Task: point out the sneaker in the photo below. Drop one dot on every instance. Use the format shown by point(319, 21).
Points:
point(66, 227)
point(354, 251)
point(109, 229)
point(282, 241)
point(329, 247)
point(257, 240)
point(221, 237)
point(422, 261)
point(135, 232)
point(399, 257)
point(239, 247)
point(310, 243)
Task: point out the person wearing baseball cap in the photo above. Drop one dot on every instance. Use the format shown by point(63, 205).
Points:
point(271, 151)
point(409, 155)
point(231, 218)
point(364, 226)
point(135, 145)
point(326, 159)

Exercise description: Find the line that contains "Task: point out the person". Repeat it and every line after it, exactly as written, up to and including the last line of the records above.

Exercise output:
Task: point out the person wearing baseball cap in the photo above. Drop one dot on every instance. Use the format shown by point(63, 205).
Points:
point(271, 151)
point(409, 155)
point(231, 218)
point(364, 226)
point(135, 145)
point(326, 159)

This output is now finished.